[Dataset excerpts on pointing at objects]
§ §

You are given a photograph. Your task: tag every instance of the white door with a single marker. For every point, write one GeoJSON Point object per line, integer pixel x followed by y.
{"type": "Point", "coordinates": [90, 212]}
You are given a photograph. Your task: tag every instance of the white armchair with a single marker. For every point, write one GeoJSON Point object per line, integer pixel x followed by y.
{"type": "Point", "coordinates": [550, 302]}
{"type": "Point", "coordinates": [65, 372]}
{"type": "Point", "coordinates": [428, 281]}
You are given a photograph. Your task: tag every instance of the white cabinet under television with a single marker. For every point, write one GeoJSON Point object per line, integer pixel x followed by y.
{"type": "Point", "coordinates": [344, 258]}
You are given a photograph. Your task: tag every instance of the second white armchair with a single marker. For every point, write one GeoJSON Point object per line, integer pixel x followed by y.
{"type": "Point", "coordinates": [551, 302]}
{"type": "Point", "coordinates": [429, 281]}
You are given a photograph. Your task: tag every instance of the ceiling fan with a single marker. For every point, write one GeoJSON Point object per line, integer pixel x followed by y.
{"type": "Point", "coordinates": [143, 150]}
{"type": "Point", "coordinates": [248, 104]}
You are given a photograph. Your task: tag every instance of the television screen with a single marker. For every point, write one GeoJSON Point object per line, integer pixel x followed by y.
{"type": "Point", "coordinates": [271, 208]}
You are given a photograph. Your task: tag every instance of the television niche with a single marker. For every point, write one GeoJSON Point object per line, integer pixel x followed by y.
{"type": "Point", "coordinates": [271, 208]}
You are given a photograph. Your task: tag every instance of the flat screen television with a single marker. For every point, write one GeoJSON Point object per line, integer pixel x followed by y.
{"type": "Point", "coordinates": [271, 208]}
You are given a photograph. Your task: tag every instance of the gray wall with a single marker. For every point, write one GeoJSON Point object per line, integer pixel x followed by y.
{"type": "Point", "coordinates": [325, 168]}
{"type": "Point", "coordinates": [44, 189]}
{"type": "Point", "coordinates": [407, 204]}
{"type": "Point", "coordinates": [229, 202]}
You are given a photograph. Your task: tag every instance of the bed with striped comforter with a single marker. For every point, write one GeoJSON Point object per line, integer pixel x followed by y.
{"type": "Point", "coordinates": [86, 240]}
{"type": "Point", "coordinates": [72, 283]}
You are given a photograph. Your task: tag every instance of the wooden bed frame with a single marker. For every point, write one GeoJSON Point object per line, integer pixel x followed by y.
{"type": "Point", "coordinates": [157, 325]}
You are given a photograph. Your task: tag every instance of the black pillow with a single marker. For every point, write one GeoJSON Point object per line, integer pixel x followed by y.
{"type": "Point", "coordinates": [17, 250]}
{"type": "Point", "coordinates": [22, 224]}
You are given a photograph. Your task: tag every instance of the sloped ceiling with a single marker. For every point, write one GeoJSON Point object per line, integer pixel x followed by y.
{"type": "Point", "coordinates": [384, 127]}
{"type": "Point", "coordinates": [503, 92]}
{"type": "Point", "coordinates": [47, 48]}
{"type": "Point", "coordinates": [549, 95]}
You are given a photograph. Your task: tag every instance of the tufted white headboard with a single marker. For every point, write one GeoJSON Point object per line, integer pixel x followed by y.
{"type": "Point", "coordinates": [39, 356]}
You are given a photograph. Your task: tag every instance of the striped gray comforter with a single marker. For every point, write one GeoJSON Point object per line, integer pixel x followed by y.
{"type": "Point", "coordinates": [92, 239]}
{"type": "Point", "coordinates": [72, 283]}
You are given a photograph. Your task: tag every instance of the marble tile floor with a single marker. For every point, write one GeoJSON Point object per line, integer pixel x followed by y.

§ §

• Exercise objective:
Could you shift every coordinate in the answers up by 82 and write out again only the lines starting with the one containing "of the black" and going on through the end of the records, with the requests included?

• Solution to this problem:
You are given a photograph. Your task: tag every instance of the black pillow with a single marker. For every point, write one GeoJSON Point object per line, integer pixel x followed by y.
{"type": "Point", "coordinates": [99, 332]}
{"type": "Point", "coordinates": [104, 306]}
You are given a photograph. Your task: tag every instance of the sloped ceiling with a single marker. For every point, write one GeoJSON Point object per line, integer pixel x followed by y.
{"type": "Point", "coordinates": [466, 209]}
{"type": "Point", "coordinates": [585, 174]}
{"type": "Point", "coordinates": [129, 130]}
{"type": "Point", "coordinates": [631, 177]}
You are given a photograph. Your task: tag every instance of the tufted white headboard with a single marker. For every point, write one GeoJSON Point object per line, integer pixel x followed by y.
{"type": "Point", "coordinates": [121, 438]}
You are given a photograph. Your task: tag every instance of the striped gray comforter with a single marker. For every point, write one GeoJSON Point object per line, integer pixel x followed by y.
{"type": "Point", "coordinates": [174, 321]}
{"type": "Point", "coordinates": [154, 365]}
You are given a photograph. Your task: tag every instance of the marble tile floor with a single marker. For every point, write one GeoJSON Point object per line, integer pixel x followed by y.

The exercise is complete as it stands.